_Directions_. Can you continue the excerpt below on absence of basis and unjust factors in unjust enrichment, picking up after its last sentence?

_Text excerpt_.
┄┄┄┄┄┄┄┄┄┄
Chen-Wishart rejects this argument as a false contrast. It looks to the form rather than the substance of each approach, because (i) under either model a claimant must first establish the vitiating factor in contract law before restitution can be awarded, and (ii) since mistake as a vitiating factor is narrower in contract law than it is as an unjust factor in unjust enrichment, “satisfaction of the former will automatically satisfy the later”. As a result:
Nothing is saved by the apparently more economical German approach [which is exemplary of an absence of basis model] and nothing is added by the apparent duplication of the English approach.47
Furthermore, arguments based on the apparent elegance and purity of the German system, owing to its single rule, are, as Edelman observes, “highly artificial” for they simply push difficult questions into other areas of the law – areas, to be sure, where they do not belong:
…[I]f absence of basis… existed only from the time the contract no longer existed there would be a large gap in the [English] law… [For instance], in what part of private law should the rules governing undue influence be classified? As Birks said, a power to avoid a contract is ‘not granted by contract and cannot be said to arise from [its] own effect…[it] arise[s] from the enrichment rendered unjust by the invalidity of the contract under which it was transferred’.48
This is an important point. Under the German Civil Code, unjust enrichment plays a very limited and defined role within a larger, fully integrated “master plan” for the whole of private law.49 Unjust enrichment is not so confined in England’s common law system; it mingles in other areas, which means “adopting an absence of basis approach cannot be confined to the unjust enrichment taxonomy”.50 Adjacent areas of law will need to accommodate the change, something many commentators fear threatens to be messy.51
Sheehan highlights another aspect of German law which further illustrates that it is not as elegant as may first appear, making the comparative inelegance of unjust factors ring hallow. Because the logic of legal grounds reasoning permits restitution of the doubting payor’s discharge of a non-existent obligation,52 German law creates a specific defence (that the payor knew the money was not due) which operates, much like risk-taking in the common law, to deny recovery.53 Sheehan correctly observes that “the defence of knowledge brings in many of the same questions as the unjust factor of mistake under a different guise”, which results, inevitably, in the unjust factors asserting themselves into the legal grounds analysis thereby undermining the model’s supposed economy.54
(ii) Difficulties Removed or Submerged
Edelman’s point, above, is relevant here also. A codified system, like Germany’s, can remove difficult questions (about factors vitiating a contract, for instance) from the law of unjust enrichment by pushing them to other areas (such as contract law). Unjust enrichment law thus ostensibly becomes a simpler and smaller subject; but arguments as to its elegance are artificial because these difficult questions must still be answered, just in a different place.55
The Birksian absence of basis scheme, however, is more problematic than a codified civilian system, because these difficult questions, which must still be answered,56 are not pushed out of the law of unjust enrichment through sharp ‘codal’ distinctions; instead they lurk, submerged, at the base of his pyramid. Virgo puts it best when he writes:
…Birks’ pyramidal analysis of the unjust factors…suggests something elegant when in fact it is unwieldy. The analogy with a pyramid is misplaced. The better analogy is with an ice-berg, where nine-tenths of the object is hidden below the surface.57
The point, for our purposes here, is to notice that (i) not only is absence of basis not in fact as elegant as it seems since it must still have regard to unjust factors, but (ii) that it may also be dangerous, since difficult questions are obscured rather than confronted openly. Burrows illustrates this latter point with reference to gifts, arguing that submerging complicated questions about the circumstances in which gifts should be invalid “…does not help a judge faced with deciding… whether (for instance) there should… be restitution of a gift which the donor wishes to recover because he has made it mistakenly believing that the recipient was poor or shared his political view”.58
Virgo makes a similar point in the context of risk-taking and its relationship to the unjust factor of mistake, which both operate at the base of Birks’ pyramid.59 This creates potential for confusion, since, by virtue of being submerged, rather than addressed head on, the risk-taking issue can be easily missed.60 The need to consider risk-taking and its relationship to mistake also undermines the ostensible elegance of absence of basis.61
(iii) Artificial Reasoning
The ostensible elegance of the Birksian scheme is further undermined by its resort in places to artificial modes of reasoning. Two examples illustrate the point.
┄┄┄┄┄┄┄┄┄┄
_Data extract_.
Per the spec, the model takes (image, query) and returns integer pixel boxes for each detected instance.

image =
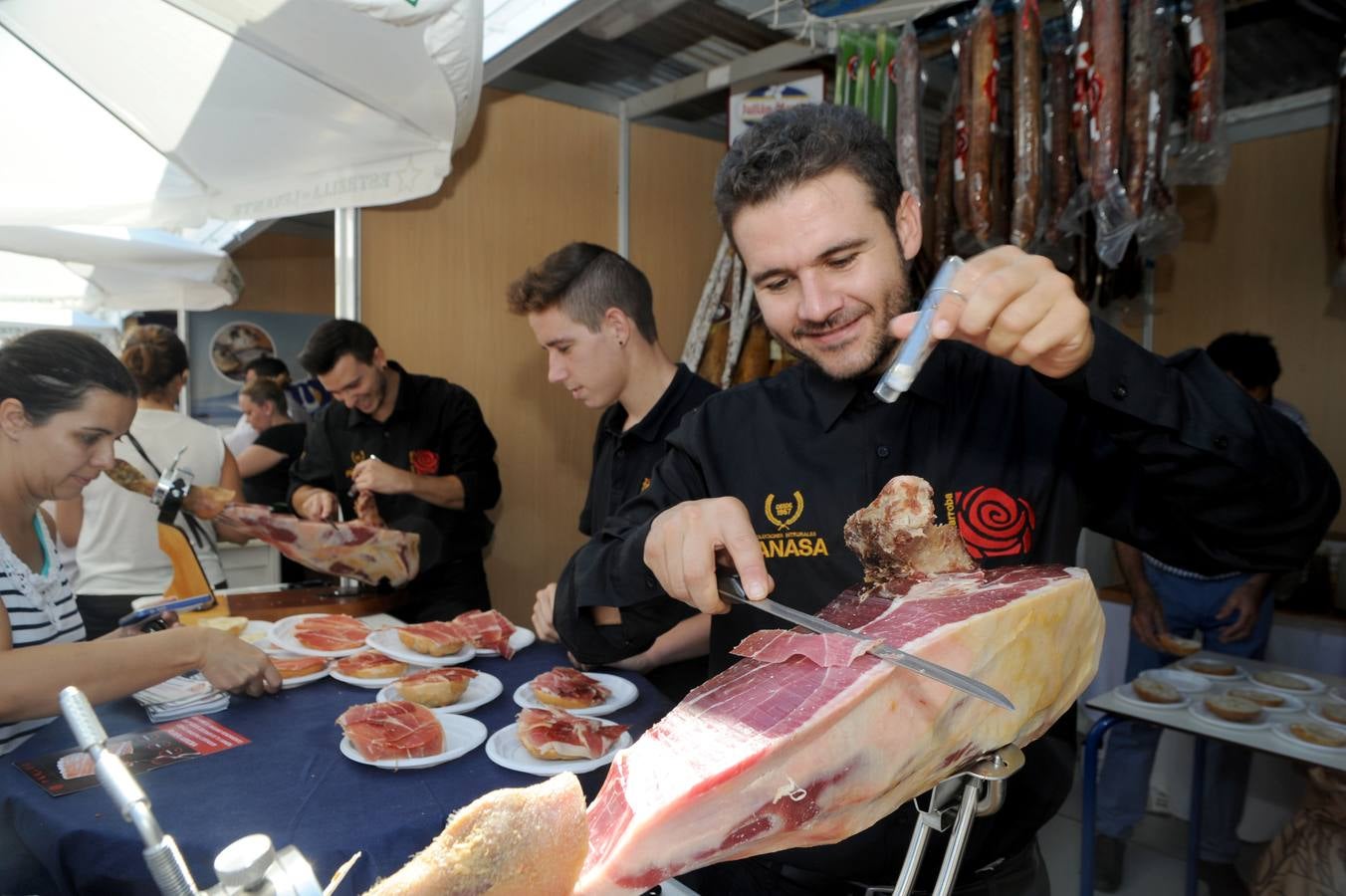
┄┄┄┄┄┄┄┄┄┄
_Expected output_.
As we saw above, Birks employed the concept of ‘grudging’ gift to explain denying restitution for incidental benefits conferred while the plaintiff pursues his own self interest. This rationale is problematic for three reasons. First, on its face, it does not accord either with the current law of gifts62 or with the lay person’s understanding of a gift: In the escaping heat example, how can one be said to make a gift if they are not aware of the transfer, cannot control it, or do not desire it?63 Certainty of the law is not advanced by such artificial concepts. The second point follows from the first: Because the notion of gift is non-intuitive and problematically wide, applying the concept requires inelegant mental gymnastics. As Barker explains, with reference to the escaping heat example (where ‘B’ is the claimant):
[Birks’] explanation…constructs as a reason against liability (‘B intended a gift’) what is actually the absence of a positive reason in favour of it (B’s consent to the provision of a benefit did not fail). Not only is this confusing, it seems a protracted way of getting the common law back to its own, very simple starting point.64
Third, from a taxonomical perspective, it is curious that gift is employed under both of Birks’ primary categories of division (participatory and non-participatory enrichments).65 Such wide deployment of the concept must surely rob it of any precise legal scope and threatens to undermine its practical application. This is not a trivial quarrel, for Birks relies on this problematic notion of gift throughout his text to rein in the pyramid’s expansionary momentum.
Several authors have also argued that Birks’ approach to voidable and terminable contracts is “unnatural”.66 Birks drew a distinction between contracts which are void (a nullity), and those that were merely voidable or terminable in the future.67 Regarding the latter, he asserted that once a contract was terminable or voidable by one party (due to a repudiatory breach or misrepresentation inducing the contract, respectively), then, at that point, the basis of any transferred benefit was absent, despite the reality that the claimant had not yet exercised his power to terminate or avoid the contract.68 Virgo highlights the artificiality of this reasoning when he writes: “But surely the contract remains effective until terminated or rescinded and constitutes a continuing basis for the defendant’s receipt of the enrichment”.69 An additional artificiality emerges: As Birks himself expressly recognized,70 this logic works only one way, meaning that it is only from the victim’s standpoint that there is an absence of basis. That there can simultaneously be an absence of basis and a presence of basis, depending on the party viewing it, is highly artificial and further undermines the pyramid’s ostensible elegance.71
(iv) Three ‘Structural’ Problems with Absence of Basis Borne out in Canada
It is my purpose here to outline in brief three ‘structural’ issues related to the absence of basis model. I will then consider, in section III of this paper, the extent to which these three issues have become problematic in the Canadian jurisprudence, rendering it confused and leading to inevitable error.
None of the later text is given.